BEGIN Study material

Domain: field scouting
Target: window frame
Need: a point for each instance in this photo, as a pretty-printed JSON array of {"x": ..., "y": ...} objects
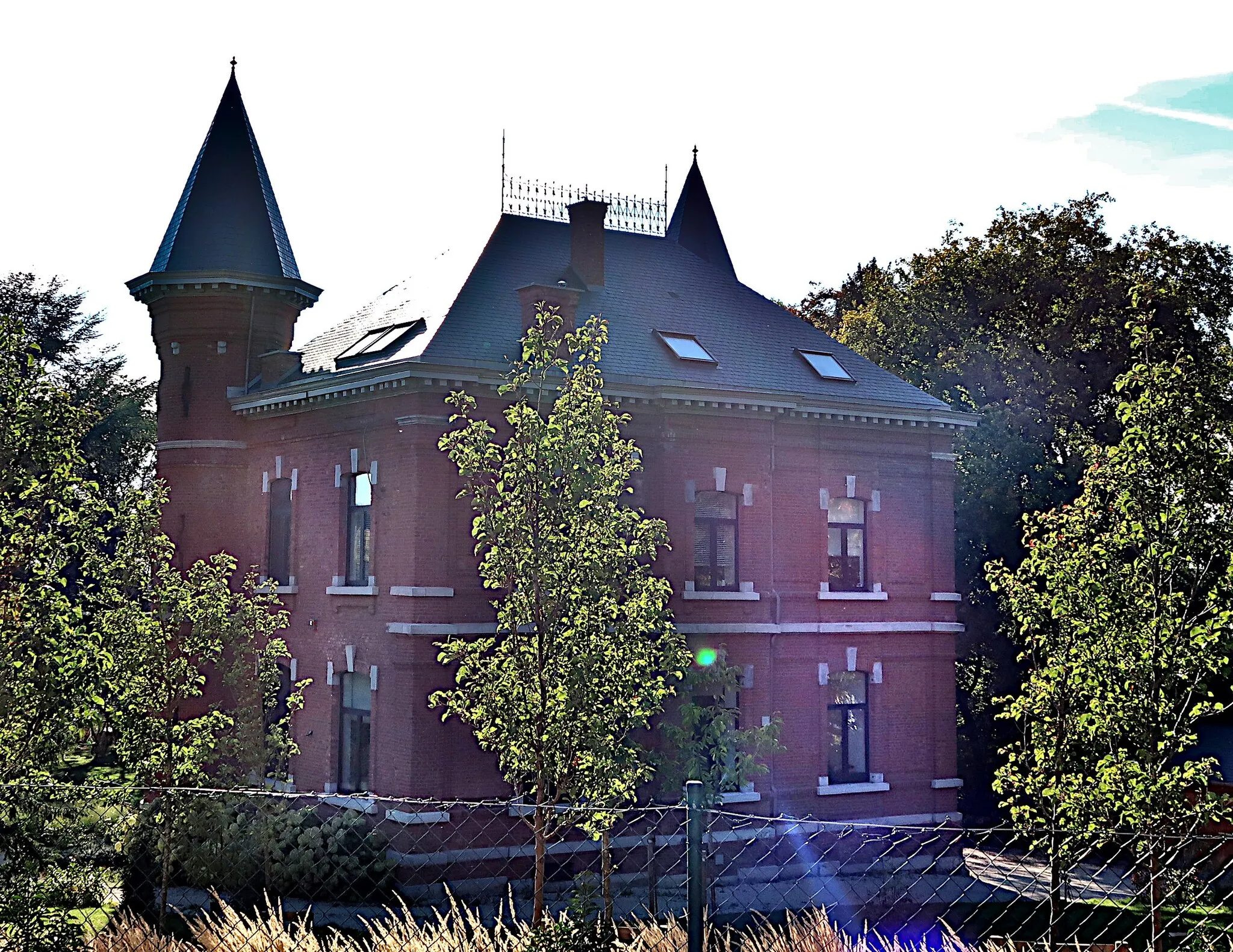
[
  {"x": 353, "y": 511},
  {"x": 275, "y": 489},
  {"x": 365, "y": 718},
  {"x": 863, "y": 709},
  {"x": 713, "y": 544},
  {"x": 843, "y": 528},
  {"x": 806, "y": 354},
  {"x": 667, "y": 337}
]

END Study material

_Problem requirements_
Exclude every picture and copy the remaining data exactly.

_Response box_
Domain: field scouting
Target: window frame
Need: a point for each instance in this photo, as a pretty-printed JSON array of {"x": ..., "y": ...} objects
[
  {"x": 353, "y": 511},
  {"x": 275, "y": 489},
  {"x": 365, "y": 718},
  {"x": 863, "y": 709},
  {"x": 713, "y": 544},
  {"x": 843, "y": 528},
  {"x": 806, "y": 354},
  {"x": 667, "y": 337}
]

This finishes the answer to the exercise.